Jobs →
**A)** Duplicate the passage on land rights in Myanmar from "Context of the" up to and including "a land-sharing program.", word for word.
**B)** From the entries, set down the lines from the line with "the white bus" up to and including the line with "(1030, 663)", with no changes.

Excerpt to read →

In Myanmar, a large proportion of the population is rural and their main livelihood is agriculture. However, according to a survey conducted by IPA, more than half of rural families are landless and women particularly face many obstacles to accessing land. Researchers partnered with Landesa, a nonprofit,  and the Government of Myanmar, to measure the impact of a land allocation program on food security, decision making, land ownership, and women’s land rights. The evaluation will include both a qualitative and quantitative component.

Policy Issue 

About 45 percent[1] of the global world population lives in rural areas and roughly 26 percent[2] of the world population derive their livelihoods from agriculture. Agriculture is a key source of income and employment for the poor and vulnerable populations, especially in Africa and South Asia where 51 percent and 42 percent of the population is employed in the sector.[3] However, in several countries, a significant percentage of the population does not own land, which may contribute to poverty, debt and powerlessness of the majority of rural households. Landlessness could be linked to insufficient land, rapid population growth, low productivity in agriculture, ineffective government policies and colonial heritage. This research will shed light on the impact of land rights interventions on poverty-related outcomes.

Context of the Evaluation 

In Myanmar, a large proportion of the population is rural and their main livelihood is agriculture. Since 2016, the government, as the official owner of all land, has implemented a number of measures to promote rural development, including the revision of land laws, the establishment of institutions to improve the land management system, and the introduction of a land-sharing program.

Entries supplied →
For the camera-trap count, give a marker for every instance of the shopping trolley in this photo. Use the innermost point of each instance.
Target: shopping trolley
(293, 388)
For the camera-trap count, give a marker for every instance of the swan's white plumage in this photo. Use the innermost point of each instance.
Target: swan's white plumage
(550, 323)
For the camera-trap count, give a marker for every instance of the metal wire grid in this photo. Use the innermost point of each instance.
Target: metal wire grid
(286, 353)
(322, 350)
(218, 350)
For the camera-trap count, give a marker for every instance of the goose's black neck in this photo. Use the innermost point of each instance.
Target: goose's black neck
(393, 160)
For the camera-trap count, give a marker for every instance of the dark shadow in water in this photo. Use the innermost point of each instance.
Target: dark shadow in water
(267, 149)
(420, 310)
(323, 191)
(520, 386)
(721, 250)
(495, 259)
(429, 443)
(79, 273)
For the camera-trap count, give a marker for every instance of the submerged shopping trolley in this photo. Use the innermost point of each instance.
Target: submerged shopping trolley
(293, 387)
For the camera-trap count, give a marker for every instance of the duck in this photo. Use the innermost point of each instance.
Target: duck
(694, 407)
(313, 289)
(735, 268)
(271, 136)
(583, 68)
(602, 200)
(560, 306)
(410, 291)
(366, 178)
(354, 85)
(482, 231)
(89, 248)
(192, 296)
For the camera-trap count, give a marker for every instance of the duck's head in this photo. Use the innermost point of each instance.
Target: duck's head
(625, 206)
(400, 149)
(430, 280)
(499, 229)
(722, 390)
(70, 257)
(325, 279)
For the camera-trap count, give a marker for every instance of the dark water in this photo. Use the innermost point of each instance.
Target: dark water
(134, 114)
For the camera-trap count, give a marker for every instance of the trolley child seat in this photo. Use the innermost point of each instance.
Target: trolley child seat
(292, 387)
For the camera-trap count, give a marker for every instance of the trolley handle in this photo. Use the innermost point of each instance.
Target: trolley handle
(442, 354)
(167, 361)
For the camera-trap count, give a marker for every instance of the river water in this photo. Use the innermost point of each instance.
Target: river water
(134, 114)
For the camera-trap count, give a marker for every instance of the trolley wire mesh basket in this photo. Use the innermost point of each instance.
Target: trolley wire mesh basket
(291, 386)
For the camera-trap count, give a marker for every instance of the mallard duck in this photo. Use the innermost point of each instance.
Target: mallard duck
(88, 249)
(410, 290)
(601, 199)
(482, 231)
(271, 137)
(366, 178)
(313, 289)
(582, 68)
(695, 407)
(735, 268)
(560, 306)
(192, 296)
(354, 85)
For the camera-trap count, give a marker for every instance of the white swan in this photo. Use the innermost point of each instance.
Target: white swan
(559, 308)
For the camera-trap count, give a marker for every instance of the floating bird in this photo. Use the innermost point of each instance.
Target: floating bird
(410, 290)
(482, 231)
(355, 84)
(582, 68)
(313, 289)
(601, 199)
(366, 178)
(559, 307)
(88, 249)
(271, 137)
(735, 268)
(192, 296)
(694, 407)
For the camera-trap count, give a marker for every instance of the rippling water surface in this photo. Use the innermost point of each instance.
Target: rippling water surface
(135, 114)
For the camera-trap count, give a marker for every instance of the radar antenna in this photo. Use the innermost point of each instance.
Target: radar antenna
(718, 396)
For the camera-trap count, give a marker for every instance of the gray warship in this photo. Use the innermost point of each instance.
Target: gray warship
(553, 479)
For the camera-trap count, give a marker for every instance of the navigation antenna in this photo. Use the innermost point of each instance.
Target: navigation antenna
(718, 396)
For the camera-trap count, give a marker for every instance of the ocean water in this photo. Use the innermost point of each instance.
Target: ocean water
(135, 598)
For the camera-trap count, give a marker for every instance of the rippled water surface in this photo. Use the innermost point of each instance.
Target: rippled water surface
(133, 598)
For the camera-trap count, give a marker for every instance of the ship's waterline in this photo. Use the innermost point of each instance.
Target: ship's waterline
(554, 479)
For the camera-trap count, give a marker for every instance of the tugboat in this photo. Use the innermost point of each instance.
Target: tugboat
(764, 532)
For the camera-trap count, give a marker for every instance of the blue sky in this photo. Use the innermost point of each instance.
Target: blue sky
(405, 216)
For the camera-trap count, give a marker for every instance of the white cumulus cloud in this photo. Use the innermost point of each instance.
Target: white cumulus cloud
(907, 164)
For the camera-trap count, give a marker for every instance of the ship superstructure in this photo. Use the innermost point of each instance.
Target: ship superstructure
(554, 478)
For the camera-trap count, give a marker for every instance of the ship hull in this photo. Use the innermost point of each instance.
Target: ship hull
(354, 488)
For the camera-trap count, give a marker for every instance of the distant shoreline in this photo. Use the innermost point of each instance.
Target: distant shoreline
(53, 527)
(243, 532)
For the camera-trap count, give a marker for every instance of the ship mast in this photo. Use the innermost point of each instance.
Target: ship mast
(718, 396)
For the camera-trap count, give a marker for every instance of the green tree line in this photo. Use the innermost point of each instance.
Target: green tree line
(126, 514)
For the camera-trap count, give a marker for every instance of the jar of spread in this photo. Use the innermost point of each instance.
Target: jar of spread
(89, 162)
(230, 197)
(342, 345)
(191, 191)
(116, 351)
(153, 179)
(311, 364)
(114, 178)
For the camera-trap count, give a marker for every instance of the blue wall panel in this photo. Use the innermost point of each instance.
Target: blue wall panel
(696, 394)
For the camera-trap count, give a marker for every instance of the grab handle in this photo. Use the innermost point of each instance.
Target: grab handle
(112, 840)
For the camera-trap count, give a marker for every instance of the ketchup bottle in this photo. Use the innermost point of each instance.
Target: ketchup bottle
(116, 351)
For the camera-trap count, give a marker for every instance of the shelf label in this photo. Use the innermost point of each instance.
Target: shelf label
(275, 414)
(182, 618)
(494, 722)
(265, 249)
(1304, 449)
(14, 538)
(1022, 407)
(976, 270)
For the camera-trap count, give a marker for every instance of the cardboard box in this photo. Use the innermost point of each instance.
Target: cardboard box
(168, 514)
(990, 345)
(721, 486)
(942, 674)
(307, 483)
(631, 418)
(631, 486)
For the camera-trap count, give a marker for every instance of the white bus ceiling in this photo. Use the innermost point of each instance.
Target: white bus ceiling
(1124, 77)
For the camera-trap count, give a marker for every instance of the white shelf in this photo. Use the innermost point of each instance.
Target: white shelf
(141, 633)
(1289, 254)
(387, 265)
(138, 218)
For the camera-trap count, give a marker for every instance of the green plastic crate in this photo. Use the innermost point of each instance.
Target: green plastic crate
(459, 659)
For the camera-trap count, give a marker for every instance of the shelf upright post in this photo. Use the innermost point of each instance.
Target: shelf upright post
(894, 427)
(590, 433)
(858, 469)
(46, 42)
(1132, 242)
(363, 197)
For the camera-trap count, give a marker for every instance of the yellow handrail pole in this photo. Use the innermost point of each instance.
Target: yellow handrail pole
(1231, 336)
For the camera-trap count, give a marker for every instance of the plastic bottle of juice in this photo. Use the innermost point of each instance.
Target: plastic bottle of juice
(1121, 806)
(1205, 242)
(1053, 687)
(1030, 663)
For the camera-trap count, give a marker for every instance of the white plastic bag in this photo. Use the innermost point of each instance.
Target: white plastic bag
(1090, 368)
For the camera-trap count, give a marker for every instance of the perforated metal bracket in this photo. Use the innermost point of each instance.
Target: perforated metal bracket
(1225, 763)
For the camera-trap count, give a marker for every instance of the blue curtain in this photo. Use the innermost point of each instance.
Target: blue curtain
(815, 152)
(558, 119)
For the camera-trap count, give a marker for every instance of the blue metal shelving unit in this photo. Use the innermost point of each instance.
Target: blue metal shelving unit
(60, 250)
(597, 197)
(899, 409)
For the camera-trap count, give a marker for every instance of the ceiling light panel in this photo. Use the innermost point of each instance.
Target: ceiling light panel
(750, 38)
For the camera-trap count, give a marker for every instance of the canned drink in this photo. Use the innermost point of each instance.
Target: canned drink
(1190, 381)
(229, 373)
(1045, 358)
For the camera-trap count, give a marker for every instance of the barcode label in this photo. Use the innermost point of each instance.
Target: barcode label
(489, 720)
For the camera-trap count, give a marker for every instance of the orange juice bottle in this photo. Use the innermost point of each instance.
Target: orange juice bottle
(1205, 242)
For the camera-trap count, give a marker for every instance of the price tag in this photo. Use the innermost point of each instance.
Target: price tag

Complete answers →
**A)**
Context of the Evaluation 

In Myanmar, a large proportion of the population is rural and their main livelihood is agriculture. Since 2016, the government, as the official owner of all land, has implemented a number of measures to promote rural development, including the revision of land laws, the establishment of institutions to improve the land management system, and the introduction of a land-sharing program.

**B)**
For the camera-trap count, give a marker for every instance of the white bus ceiling in this photo. Use the innermost point of each instance.
Target: white bus ceiling
(1124, 77)
For the camera-trap count, give a marker for every instance of the white shelf in this photo. Use the innermost point of each instance.
Target: white shelf
(141, 633)
(1289, 254)
(387, 265)
(138, 218)
For the camera-trap count, give a marker for every instance of the green plastic crate in this photo. Use the innermost point of each instance.
Target: green plastic crate
(459, 659)
For the camera-trap count, give a marker for every instance of the shelf upright post in this photo. Use the innermost point of each instance.
Target: shelf upright post
(894, 427)
(590, 433)
(858, 469)
(46, 42)
(1132, 242)
(363, 197)
For the camera-trap count, give a marker for every instance of the yellow handrail pole in this photo. Use the innermost point of each instance.
Target: yellow handrail pole
(1231, 336)
For the camera-trap count, give a marker for every instance of the plastic bottle of juice in this photo. Use the innermost point of each instance.
Target: plastic bottle of juice
(1121, 806)
(1205, 242)
(1053, 687)
(1030, 663)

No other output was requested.